| Passage to read |
----------------
Technorati must be down.
Must be. Has to be.
Teresa, my dear;
Technorati shows some links
but not every one.
Glenn: I bow oh
how very discreetly to
your haiku display.
I posted a link
to your rant on Saturday
of men and pinkies
The reference passed
and the newbie did not grok
dot com: ego boo for fragile
In a comment at
Die Puny Humans, we find
that I link to no one in
Theresa, old chum,
You are the "must read" for all,
No matter the count.
I linked yesterday!
Technorati must hate me
(Or I did it wrong)
Besides, don't you think
it's better to have none than
w00die and pe@ches
Teresa wants her egoboo right now,
But how much did she pay for it so far?
The Technorati server is awash
In pings from eager bloggers like herself.
The blogosphere is growing far too fast
For gratis services to track that growth.
How many cosmos do I have? Who cares
if I'm a slimy mollusc or a flipp'ry fish?
I'm having fun by posting what I write
On my own server. Egoboo is nice;
The thing that matters more, though is the fact
That I adore the sound of my own voice.
There once was a blogger named Bostick
Whose verse seems a tad bit acerbic.
Says he: "Blogging's its own reward",
But I fear such will not strike a cord,
And he'll be off to stalk Barry Bostwick.
There once was a blogger named Bostick
whose comments were subtle but caustic;
by using karate
his blogging's now linkage agnostic.
I have but two links:
just one from the farmer, alas
and one from myself
In Households Conjugal
Dear editor known as Theresa
please let me now give you a piece o'
is selfish but frugal
and saves you on PayPal and Visa
I'm a bit puzzled by the imputation, found in some of the comments above, that there's something discreditable or unpleasantly self-centered about wanting to know what people are thinking and saying about--or in response to--the stuff one writes.
I bring this up because I've gotten snickery neener-neeners myself, when I've alluded to using Google Alert or Technorati to track responses to Electrolite.
Maybe I'm totally off base, but it seems to me quite reasonable to want to know about public reactions to one's own writing. Indeed, to my mind, someone who wants to know what the rest of the world is thinking is definitely preferable to another type found in abundance online, the person for whom others aren't really real.
Now everyone can hasten explain that they didn't mean it that way, or I'm misreading, and all the other predictable online gambits. But whether anyone admits it or not, that imputation is in fact present in several of these comments, and it's wrong.
I certainly "didn't mean it that way." I eagerly analyze my web statistics, and pay careful attention to what my readers email me, and thus my domain, in its 8th year, achieves over 1,000,000 hits per month. I experiment, and see what works. "The customer is always right."
Many times my readers have suggested a feature, and I've added it. That feeback, that interactivity, characterizes the old-fashioned web. You know more than I about running a blog, but I'm sure that the same principle applies.
My co-author Richard Feynman published an autobiographical book called "What do you care what other people think?" but, though he won a Nobel Prize in Physics, his equations do not apply to adjusting your presentation on the Web.
I presume that, besides being a brilliant editor in touch with brilliant authors, your editorial and anthological prowess is augmented by paying attention to some things that the critics have said of your work. Maybe I mis-spoke in the effort to make a limerick work, and force a rhyme. Please keep up the good work.
I bow deeply down
to poets greater than I.
----------------
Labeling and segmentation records
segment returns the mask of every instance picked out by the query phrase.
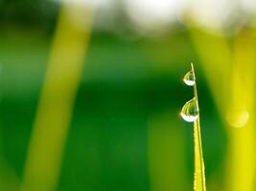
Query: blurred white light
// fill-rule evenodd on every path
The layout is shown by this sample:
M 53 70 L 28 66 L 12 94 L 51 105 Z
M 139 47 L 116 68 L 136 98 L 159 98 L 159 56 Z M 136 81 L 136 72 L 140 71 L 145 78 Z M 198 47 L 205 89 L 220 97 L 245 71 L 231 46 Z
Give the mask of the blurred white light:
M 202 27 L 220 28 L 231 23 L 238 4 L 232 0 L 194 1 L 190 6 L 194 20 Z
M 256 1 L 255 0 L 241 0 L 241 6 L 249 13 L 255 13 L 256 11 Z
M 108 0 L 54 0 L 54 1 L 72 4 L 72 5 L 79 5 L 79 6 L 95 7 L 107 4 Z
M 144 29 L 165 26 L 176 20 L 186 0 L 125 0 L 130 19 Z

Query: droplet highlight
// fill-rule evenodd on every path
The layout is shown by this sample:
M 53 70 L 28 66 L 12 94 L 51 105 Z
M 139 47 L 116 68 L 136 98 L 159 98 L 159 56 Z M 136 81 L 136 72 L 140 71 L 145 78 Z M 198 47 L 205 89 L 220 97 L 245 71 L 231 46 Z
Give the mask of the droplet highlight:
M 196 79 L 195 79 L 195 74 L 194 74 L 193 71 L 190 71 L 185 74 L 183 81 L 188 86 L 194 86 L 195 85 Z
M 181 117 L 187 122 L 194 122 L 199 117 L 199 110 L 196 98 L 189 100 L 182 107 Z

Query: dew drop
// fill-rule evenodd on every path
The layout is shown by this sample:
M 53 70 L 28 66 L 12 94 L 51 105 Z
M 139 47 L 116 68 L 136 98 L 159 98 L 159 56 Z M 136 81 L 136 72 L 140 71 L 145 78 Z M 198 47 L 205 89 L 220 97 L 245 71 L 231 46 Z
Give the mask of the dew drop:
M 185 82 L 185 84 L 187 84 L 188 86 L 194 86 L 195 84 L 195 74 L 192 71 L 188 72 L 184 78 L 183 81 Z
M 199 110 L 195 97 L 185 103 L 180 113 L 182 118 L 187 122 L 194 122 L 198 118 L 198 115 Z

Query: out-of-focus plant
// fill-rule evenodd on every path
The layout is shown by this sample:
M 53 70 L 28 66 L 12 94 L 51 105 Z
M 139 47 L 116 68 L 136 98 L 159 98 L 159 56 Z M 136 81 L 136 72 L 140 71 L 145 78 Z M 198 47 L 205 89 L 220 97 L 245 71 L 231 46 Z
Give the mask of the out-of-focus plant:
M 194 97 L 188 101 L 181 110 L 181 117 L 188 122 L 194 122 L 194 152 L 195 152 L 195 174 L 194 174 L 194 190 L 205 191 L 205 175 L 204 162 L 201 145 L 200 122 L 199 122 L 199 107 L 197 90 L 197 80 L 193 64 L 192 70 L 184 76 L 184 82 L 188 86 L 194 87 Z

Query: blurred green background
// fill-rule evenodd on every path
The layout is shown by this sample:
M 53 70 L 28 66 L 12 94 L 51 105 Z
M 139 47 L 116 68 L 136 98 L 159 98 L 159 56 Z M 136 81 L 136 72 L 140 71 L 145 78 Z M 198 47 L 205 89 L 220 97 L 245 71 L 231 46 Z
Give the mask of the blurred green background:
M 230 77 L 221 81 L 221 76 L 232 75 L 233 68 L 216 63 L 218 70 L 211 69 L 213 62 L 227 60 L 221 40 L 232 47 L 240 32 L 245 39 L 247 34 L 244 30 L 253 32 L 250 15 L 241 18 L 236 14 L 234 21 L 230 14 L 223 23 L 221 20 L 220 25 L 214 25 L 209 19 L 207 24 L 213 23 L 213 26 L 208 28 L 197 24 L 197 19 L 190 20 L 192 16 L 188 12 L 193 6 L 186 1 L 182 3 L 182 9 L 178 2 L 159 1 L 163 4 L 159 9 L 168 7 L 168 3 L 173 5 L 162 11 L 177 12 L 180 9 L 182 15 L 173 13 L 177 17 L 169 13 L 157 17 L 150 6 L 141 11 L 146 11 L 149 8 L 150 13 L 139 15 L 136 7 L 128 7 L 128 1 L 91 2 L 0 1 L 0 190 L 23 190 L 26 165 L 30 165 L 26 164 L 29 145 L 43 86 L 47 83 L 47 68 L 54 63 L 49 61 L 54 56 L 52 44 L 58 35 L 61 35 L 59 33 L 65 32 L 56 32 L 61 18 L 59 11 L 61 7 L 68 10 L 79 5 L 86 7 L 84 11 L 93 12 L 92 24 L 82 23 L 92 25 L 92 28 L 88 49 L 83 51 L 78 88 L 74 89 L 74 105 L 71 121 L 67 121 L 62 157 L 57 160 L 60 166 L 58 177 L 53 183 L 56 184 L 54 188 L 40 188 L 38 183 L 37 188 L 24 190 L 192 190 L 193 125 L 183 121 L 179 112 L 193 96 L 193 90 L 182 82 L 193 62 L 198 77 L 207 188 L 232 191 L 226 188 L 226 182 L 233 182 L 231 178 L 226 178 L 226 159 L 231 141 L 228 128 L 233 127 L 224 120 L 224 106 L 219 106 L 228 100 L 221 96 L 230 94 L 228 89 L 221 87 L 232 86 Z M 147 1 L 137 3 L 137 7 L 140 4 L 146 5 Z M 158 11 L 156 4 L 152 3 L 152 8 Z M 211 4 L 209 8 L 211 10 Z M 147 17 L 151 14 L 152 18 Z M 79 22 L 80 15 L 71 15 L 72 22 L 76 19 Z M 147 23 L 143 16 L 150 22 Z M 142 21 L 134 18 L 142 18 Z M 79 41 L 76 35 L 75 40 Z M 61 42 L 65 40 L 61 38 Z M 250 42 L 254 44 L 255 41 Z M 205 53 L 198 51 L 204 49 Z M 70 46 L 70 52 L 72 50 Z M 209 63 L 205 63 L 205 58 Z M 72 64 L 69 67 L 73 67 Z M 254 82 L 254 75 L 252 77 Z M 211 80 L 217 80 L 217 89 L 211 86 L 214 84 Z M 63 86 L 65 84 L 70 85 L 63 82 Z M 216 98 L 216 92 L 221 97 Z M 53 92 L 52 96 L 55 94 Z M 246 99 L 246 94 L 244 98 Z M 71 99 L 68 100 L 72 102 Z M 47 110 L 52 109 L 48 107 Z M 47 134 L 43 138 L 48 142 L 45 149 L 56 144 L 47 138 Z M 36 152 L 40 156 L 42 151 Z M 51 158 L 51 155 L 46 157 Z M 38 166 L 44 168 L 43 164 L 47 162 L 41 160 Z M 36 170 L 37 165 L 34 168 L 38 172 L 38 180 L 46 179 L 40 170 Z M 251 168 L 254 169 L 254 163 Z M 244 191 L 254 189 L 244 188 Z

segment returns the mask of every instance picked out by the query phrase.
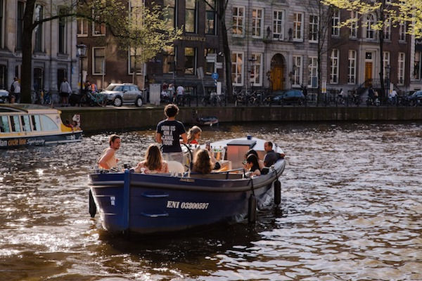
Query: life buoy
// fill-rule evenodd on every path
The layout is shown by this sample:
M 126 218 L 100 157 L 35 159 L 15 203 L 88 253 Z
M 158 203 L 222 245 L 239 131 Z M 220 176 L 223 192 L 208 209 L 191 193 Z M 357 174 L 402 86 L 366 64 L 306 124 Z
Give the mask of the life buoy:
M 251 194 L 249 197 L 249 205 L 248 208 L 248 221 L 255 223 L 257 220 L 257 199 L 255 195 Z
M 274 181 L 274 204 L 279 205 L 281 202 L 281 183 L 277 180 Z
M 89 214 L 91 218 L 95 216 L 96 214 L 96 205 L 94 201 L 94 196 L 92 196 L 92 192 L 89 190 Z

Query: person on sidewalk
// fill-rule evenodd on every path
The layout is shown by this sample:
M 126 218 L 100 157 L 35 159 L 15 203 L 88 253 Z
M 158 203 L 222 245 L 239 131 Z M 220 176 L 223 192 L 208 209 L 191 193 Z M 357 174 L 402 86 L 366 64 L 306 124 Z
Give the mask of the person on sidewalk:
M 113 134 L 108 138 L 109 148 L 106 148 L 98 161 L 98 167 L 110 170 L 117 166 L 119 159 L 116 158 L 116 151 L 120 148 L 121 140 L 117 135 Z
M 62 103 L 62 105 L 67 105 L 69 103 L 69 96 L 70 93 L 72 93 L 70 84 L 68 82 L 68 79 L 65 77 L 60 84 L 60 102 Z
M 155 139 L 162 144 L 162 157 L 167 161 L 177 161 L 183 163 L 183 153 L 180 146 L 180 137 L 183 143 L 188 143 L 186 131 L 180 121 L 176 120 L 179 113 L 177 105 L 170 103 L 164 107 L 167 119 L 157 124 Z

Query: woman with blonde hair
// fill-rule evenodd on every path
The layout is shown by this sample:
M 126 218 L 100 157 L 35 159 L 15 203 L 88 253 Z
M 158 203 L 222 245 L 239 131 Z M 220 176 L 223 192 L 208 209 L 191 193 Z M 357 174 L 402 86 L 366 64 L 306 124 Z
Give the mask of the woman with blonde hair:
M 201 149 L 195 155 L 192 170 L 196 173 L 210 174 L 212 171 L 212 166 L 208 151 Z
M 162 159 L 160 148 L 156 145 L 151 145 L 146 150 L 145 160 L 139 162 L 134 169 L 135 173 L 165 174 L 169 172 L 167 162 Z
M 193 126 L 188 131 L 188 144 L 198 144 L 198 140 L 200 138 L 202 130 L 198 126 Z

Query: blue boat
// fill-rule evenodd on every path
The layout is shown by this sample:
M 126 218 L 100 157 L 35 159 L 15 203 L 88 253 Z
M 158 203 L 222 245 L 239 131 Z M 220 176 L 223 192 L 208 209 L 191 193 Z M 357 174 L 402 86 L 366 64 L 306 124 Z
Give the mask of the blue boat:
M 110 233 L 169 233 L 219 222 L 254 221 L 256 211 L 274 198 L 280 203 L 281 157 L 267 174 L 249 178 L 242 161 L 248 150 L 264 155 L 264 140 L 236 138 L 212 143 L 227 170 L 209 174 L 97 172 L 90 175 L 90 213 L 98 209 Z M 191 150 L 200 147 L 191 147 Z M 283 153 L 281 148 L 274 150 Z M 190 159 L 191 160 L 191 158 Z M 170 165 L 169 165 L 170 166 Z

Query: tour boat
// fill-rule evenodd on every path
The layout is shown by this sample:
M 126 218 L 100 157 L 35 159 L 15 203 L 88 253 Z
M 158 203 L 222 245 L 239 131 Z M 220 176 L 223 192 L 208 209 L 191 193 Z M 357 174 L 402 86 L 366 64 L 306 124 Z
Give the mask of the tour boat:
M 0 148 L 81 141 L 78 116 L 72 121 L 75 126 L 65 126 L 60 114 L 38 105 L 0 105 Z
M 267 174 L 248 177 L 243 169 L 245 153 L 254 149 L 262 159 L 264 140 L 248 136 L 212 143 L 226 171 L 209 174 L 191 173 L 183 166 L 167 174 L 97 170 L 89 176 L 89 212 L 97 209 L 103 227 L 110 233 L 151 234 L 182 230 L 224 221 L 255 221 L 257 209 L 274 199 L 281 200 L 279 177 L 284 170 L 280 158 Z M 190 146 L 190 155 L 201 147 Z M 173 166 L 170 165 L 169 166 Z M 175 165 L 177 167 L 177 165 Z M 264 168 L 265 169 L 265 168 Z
----------------
| Requests |
1. For each statement about the Technorati thread, answer yes or no and quote the words that decide it: (a) A commenter says his domain, now in its 8th year, gets over a million hits a month. (b) Richard Feynman is described as having won a Nobel Prize in Chemistry. (c) One poster says they have three links.
2. Write what comes next in the Technorati thread, picking up after its final line.
Nothing in the entries is needed here.

| Response list |
1.
(a) Yes: "thus my domain, in its 8th year, achieves over 1,000,000 hits per month."
(b) No: "though he won a Nobel Prize in Physics"
(c) No: "I have but two links:"

2.
Deeply awed am I.
(p.s. I didn't even realize that Theresa used the haiku form until the commenters did the same. I just thought it was just a very pared down post.)
Jonathan, I wasn't actually thinking of you, but thanks for the self-parody anyway.
Y'know, in my first draft of that post, the title referred to Technorati-watching as a ridiculous obsession. No good, though; it's graceless to have a title half the length of the posted haiku. I changed the title, referring to it as a vanity instead; but that still seemed top-heavy, so I decided to just go with "egoscanning": a fine old fannish term for the practice of flipping through newly-arrived fanzines to see if you're mentioned. Like so much fanspeak, it has distinct overtones of self-mockery.
Scott, Technorati is a site that keeps track of which weblogs have linked to yours. That's fairly benign. What makes Technorati a vice is the fact that it keeps track of how many weblogs total link to you; and when it tells you that some other weblog has linked to you, it tells you how many weblogs total link to them. Camping on Technorati, waiting to see who's linked to you, is the weblogger equivalent of authors who camp on Amazon or JungleScan.com, checking the sales ranks of their books.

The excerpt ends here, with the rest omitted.